## PROBLEM
Retype the whole of the data exactly.

== Segment start ==

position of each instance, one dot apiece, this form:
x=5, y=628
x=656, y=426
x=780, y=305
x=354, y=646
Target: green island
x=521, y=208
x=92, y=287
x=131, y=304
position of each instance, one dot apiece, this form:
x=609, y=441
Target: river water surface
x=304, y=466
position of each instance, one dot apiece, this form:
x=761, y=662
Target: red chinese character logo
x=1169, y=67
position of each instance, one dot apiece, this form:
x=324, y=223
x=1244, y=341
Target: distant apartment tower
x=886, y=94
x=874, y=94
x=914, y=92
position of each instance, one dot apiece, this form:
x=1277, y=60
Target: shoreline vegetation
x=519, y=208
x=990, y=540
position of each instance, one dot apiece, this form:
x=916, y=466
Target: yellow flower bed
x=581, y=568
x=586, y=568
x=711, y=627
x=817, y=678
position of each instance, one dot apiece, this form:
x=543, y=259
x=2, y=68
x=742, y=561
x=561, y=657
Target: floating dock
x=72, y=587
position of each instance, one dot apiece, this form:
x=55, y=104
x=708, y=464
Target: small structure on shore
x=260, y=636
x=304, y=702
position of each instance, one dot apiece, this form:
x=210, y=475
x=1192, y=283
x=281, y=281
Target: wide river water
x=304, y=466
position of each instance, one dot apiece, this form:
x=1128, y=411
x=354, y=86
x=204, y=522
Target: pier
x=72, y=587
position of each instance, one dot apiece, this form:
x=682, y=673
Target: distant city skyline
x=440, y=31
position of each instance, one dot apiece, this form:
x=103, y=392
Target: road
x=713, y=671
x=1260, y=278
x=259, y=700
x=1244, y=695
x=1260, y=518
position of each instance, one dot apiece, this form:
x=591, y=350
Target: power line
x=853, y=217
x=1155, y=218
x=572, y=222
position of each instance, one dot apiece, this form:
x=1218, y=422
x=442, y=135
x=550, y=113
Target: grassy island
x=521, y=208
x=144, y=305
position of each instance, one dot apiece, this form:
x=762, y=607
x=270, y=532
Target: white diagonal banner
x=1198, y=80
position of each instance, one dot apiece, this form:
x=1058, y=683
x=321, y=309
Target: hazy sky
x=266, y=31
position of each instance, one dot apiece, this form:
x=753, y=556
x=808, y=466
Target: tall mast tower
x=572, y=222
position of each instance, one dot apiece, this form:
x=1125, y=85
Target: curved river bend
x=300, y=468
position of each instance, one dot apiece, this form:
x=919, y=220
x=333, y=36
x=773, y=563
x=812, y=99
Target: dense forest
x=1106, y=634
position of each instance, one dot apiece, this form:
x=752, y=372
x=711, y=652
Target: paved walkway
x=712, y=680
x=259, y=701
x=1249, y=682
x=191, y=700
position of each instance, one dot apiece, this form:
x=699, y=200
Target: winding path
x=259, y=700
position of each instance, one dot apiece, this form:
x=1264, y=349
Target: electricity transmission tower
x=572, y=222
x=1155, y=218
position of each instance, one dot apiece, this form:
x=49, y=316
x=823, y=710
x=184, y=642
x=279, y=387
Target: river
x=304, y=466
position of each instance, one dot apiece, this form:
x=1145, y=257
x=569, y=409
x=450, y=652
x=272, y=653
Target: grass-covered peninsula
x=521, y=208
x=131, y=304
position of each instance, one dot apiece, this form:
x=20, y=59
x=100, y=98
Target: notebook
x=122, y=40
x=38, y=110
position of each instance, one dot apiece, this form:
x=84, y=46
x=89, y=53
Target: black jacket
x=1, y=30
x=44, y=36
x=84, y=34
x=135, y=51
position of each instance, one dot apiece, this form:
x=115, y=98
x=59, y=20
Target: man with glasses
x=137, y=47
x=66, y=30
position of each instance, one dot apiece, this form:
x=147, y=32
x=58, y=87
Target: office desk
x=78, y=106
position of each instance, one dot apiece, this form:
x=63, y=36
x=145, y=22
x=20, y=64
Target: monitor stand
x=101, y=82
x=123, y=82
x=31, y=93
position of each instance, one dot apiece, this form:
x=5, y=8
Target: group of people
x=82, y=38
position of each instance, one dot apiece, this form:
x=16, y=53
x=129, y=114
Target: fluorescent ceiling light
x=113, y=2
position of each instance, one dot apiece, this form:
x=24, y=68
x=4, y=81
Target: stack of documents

== Segment end ==

## OUTPUT BELOW
position of each instance, one dot apiece, this form:
x=5, y=628
x=656, y=426
x=780, y=305
x=354, y=646
Target: green island
x=521, y=208
x=92, y=287
x=131, y=304
position of each instance, one dot apiece, this form:
x=609, y=441
Target: river water surface
x=304, y=466
position of each instance, one dot apiece, this form:
x=761, y=662
Target: red chinese character logo
x=1169, y=67
position of each instance, one dot apiece, this form:
x=324, y=223
x=1244, y=341
Target: distant apartment tower
x=886, y=94
x=874, y=94
x=914, y=92
position of each instance, one dot apiece, this form:
x=1277, y=60
Target: shoreline vegetation
x=519, y=208
x=990, y=540
position of each instance, one dot apiece, this form:
x=916, y=466
Target: yellow flower bed
x=581, y=568
x=586, y=568
x=711, y=627
x=817, y=678
position of each instance, one dot apiece, this form:
x=543, y=259
x=2, y=68
x=742, y=561
x=561, y=657
Target: floating dock
x=72, y=587
position of each instance, one dot apiece, this form:
x=55, y=104
x=708, y=464
Target: small structure on shore
x=260, y=636
x=304, y=702
position of each instance, one dot apiece, this form:
x=210, y=475
x=1192, y=283
x=281, y=281
Target: wide river water
x=304, y=466
position of each instance, one dot apiece, this form:
x=1128, y=411
x=354, y=86
x=204, y=522
Target: pier
x=72, y=587
position of each instance, one dot apiece, this form:
x=682, y=673
Target: distant city skyline
x=440, y=31
position of each instance, one dot apiece, this form:
x=103, y=392
Target: road
x=713, y=671
x=1260, y=278
x=259, y=700
x=1244, y=695
x=1260, y=518
position of each instance, one dot apiece, this form:
x=591, y=350
Target: power line
x=853, y=217
x=1155, y=218
x=572, y=222
position of each instance, one dot apiece, this form:
x=1218, y=422
x=442, y=135
x=550, y=113
Target: grassy island
x=521, y=208
x=144, y=305
position of each instance, one dot apiece, this form:
x=762, y=607
x=270, y=532
Target: white diagonal banner
x=1198, y=80
position of each instance, one dot apiece, this form:
x=1058, y=683
x=321, y=309
Target: hazy sky
x=266, y=31
position of each instance, one dot apiece, this form:
x=753, y=556
x=808, y=466
Target: tall mast tower
x=572, y=222
position of each instance, one dot apiece, this form:
x=1125, y=85
Target: curved river bend
x=300, y=468
position of each instance, one dot apiece, this form:
x=919, y=220
x=333, y=36
x=773, y=563
x=812, y=99
Target: dense forest
x=1106, y=634
position of each instance, one dot apiece, this form:
x=752, y=372
x=711, y=652
Target: paved walkway
x=712, y=680
x=259, y=701
x=1249, y=682
x=191, y=700
position of each instance, one dot apiece, this form:
x=699, y=200
Target: winding path
x=259, y=700
position of each instance, one dot apiece, this form:
x=1264, y=349
Target: electricity transmission tower
x=572, y=222
x=1155, y=218
position of each instance, one dot apiece, this form:
x=49, y=316
x=823, y=710
x=184, y=642
x=279, y=387
Target: river
x=304, y=466
position of each instance, one dot apiece, this form:
x=1145, y=257
x=569, y=409
x=450, y=652
x=272, y=653
Target: grass-covered peninsula
x=521, y=208
x=131, y=304
position of each instance, one dot apiece, this form:
x=20, y=59
x=100, y=98
Target: notebook
x=122, y=40
x=38, y=110
position of each instance, one dot apiece, this form:
x=84, y=46
x=89, y=53
Target: black jacket
x=1, y=30
x=44, y=36
x=84, y=34
x=135, y=51
position of each instance, one dot apiece, this form:
x=115, y=98
x=59, y=20
Target: man with glasses
x=137, y=47
x=66, y=30
position of each instance, one dot apiece, this form:
x=147, y=32
x=58, y=87
Target: office desk
x=78, y=106
position of each instance, one dot apiece, this form:
x=63, y=36
x=145, y=22
x=20, y=64
Target: monitor stand
x=101, y=82
x=123, y=82
x=31, y=93
position of each instance, one dot apiece, this form:
x=5, y=8
Target: group of people
x=82, y=38
position of each instance, one dot apiece, this form:
x=16, y=53
x=129, y=114
Target: fluorescent ceiling light
x=113, y=2
position of each instance, one dot apiece, this form:
x=24, y=68
x=4, y=81
Target: stack of documents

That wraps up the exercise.